[Aim of the task] Collect every line in the entries below that contains the word "tree".

--------

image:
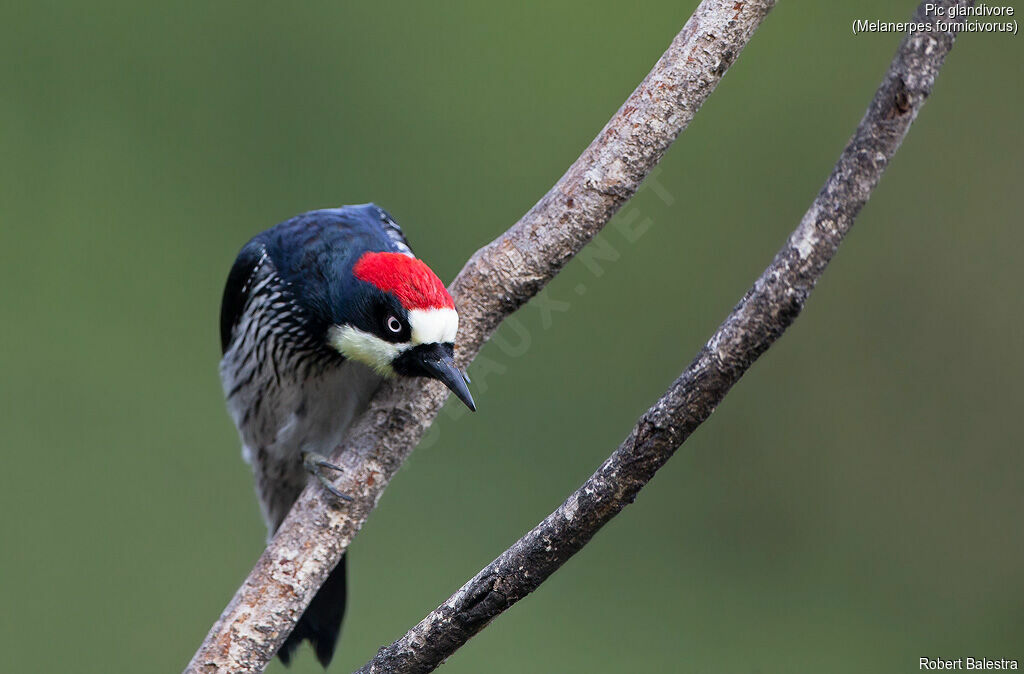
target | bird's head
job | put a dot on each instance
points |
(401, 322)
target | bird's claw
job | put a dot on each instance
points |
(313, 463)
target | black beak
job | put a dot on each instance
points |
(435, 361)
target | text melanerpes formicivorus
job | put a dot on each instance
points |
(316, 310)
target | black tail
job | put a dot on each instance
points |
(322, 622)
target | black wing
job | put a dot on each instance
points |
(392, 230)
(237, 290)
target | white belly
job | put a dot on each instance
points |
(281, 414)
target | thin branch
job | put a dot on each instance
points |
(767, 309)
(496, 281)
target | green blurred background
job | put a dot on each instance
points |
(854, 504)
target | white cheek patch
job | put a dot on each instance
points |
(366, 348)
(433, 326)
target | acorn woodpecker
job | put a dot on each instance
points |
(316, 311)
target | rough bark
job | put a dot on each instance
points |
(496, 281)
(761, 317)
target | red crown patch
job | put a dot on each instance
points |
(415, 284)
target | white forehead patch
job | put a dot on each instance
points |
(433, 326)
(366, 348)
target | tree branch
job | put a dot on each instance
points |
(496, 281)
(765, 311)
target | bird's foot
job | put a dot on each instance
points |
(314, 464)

--------

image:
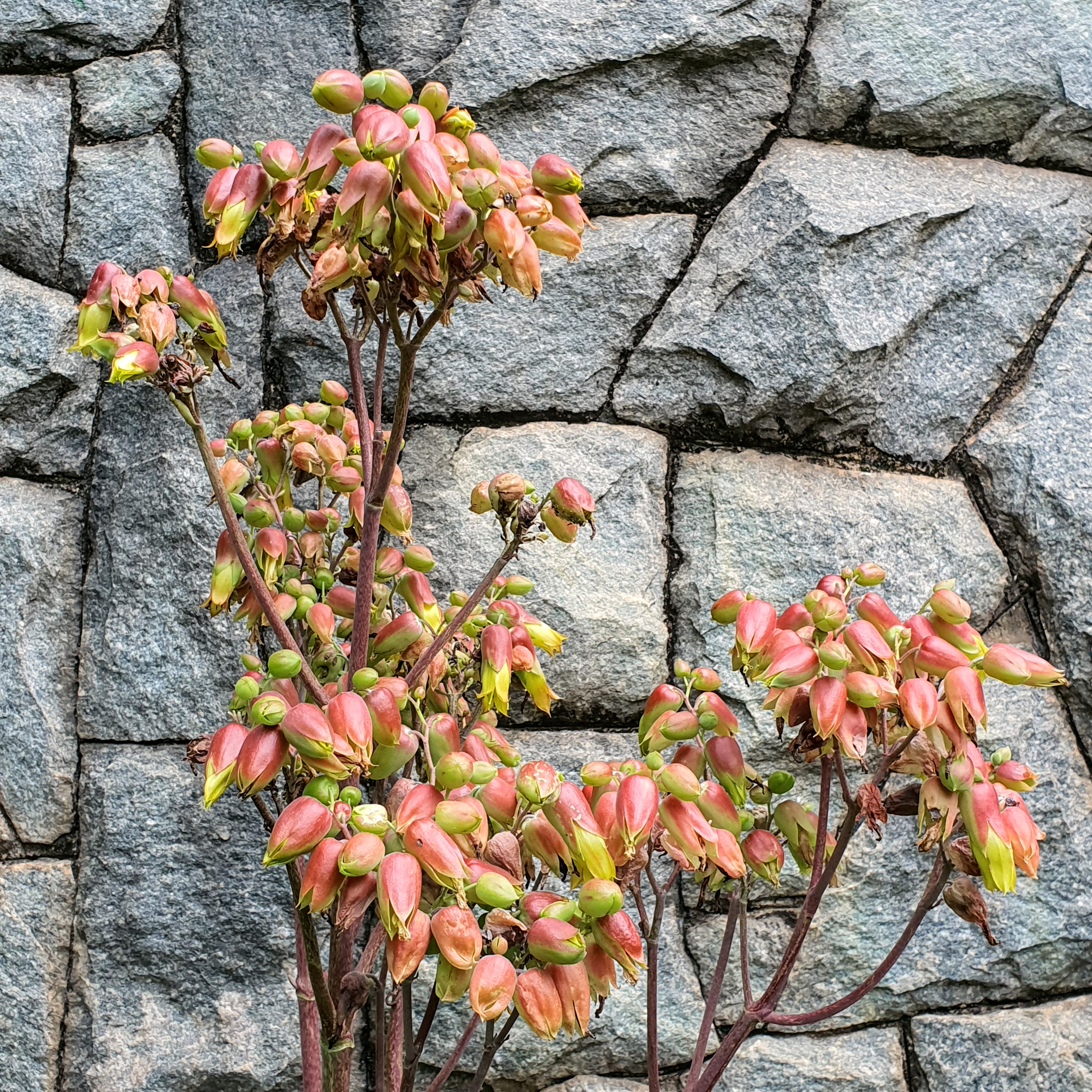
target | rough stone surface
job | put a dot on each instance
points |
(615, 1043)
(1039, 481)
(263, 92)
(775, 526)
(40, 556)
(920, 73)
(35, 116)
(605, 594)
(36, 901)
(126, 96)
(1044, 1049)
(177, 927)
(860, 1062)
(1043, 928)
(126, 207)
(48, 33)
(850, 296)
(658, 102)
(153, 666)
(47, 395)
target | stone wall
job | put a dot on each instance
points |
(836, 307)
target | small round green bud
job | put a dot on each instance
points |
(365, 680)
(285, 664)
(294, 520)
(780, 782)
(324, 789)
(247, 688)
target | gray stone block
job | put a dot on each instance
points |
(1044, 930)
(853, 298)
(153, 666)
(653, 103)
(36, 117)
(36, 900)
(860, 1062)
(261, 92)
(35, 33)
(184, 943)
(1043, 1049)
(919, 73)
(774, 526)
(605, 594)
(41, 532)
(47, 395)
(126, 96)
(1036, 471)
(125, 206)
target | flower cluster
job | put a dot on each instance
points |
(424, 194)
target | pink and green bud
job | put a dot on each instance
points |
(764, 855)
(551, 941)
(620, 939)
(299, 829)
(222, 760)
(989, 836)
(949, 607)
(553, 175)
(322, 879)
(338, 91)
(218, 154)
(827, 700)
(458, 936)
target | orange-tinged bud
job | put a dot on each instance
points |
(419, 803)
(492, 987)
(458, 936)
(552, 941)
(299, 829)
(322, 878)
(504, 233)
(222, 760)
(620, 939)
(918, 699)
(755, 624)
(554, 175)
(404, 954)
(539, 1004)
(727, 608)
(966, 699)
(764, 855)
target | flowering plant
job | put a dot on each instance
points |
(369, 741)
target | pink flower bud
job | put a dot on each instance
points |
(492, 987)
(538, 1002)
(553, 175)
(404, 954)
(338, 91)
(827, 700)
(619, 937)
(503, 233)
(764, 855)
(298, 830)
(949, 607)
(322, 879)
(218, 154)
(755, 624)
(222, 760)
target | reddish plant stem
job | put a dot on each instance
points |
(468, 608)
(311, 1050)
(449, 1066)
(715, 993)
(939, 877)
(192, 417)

--------

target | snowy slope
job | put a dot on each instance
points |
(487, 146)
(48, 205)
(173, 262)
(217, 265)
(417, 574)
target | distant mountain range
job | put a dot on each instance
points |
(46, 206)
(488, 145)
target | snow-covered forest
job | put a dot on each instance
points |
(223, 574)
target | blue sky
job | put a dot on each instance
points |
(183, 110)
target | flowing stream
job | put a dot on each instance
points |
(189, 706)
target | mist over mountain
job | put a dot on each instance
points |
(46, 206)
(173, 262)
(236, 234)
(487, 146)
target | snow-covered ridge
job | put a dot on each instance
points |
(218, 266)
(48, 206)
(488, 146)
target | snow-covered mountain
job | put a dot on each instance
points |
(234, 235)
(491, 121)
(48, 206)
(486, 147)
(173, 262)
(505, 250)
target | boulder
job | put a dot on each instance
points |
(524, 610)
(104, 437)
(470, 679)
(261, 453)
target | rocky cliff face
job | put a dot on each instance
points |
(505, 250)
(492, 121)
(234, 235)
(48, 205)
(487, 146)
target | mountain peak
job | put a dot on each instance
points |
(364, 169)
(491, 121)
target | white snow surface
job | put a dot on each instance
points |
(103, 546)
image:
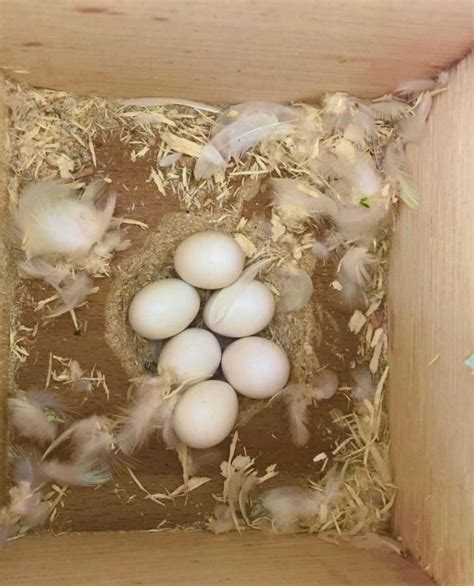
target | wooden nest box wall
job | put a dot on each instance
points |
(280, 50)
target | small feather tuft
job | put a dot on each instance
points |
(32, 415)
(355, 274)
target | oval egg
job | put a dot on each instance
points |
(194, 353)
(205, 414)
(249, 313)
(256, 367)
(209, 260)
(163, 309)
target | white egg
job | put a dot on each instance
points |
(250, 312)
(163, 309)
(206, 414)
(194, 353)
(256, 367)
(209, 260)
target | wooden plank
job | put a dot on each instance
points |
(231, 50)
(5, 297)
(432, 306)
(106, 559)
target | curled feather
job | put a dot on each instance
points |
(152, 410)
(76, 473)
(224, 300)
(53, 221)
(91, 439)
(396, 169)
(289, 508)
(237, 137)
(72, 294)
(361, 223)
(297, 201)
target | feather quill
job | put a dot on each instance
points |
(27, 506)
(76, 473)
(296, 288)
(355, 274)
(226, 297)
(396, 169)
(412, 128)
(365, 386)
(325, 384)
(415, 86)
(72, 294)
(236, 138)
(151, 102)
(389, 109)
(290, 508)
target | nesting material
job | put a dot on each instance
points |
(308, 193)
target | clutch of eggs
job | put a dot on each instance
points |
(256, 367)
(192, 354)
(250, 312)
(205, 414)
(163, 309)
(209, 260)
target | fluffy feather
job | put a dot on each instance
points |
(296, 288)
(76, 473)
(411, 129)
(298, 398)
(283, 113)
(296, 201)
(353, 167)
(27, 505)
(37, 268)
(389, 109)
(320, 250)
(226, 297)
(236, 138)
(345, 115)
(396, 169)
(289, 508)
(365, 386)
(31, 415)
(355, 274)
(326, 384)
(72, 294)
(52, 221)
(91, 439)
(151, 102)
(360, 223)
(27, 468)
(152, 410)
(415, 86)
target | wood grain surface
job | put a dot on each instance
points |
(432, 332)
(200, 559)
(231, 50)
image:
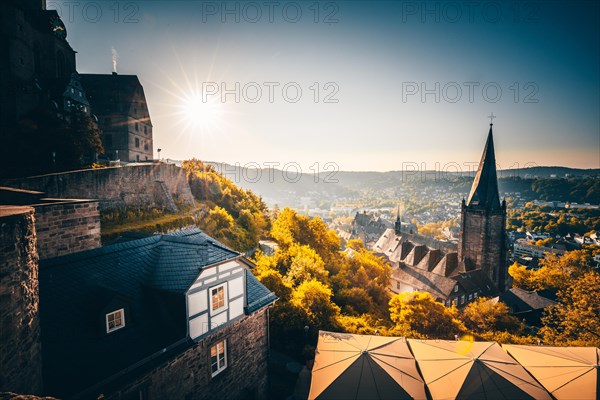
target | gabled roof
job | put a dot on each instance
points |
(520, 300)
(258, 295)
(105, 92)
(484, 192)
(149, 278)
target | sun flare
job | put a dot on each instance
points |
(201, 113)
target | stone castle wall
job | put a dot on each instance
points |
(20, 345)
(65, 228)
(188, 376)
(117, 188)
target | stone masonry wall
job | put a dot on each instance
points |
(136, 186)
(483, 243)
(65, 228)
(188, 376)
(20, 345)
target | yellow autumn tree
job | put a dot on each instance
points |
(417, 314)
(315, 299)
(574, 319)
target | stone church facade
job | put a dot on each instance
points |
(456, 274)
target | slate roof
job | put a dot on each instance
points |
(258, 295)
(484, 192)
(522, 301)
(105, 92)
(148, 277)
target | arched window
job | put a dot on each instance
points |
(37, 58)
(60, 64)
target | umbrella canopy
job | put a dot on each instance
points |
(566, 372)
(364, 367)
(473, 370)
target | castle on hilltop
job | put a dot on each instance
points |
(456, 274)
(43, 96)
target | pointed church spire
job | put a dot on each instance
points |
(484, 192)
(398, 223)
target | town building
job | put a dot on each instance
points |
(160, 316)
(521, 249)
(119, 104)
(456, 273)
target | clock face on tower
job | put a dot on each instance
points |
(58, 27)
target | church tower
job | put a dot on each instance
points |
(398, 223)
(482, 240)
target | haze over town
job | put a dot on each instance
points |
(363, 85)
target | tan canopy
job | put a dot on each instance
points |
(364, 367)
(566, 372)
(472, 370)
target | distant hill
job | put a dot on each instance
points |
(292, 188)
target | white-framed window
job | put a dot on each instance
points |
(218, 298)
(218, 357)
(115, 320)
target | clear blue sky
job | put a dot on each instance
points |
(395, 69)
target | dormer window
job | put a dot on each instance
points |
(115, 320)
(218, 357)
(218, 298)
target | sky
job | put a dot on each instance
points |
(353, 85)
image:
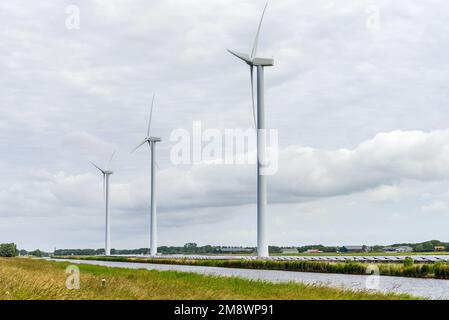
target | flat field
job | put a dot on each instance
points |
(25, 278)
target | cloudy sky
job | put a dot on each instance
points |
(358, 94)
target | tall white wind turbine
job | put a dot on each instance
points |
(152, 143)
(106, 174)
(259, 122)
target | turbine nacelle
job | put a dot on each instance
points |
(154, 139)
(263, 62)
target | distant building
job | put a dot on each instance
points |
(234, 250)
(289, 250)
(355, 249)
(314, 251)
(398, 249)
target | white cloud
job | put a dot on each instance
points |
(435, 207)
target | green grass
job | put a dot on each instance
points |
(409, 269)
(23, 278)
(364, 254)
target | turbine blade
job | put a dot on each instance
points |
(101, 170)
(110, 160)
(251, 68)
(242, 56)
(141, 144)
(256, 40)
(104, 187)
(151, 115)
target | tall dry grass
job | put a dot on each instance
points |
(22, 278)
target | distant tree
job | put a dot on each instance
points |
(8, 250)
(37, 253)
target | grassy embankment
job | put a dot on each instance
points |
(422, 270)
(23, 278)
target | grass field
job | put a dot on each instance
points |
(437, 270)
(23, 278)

--------

[Response for this exercise]
target | tree branch
target | yellow autumn tree
target | distant tree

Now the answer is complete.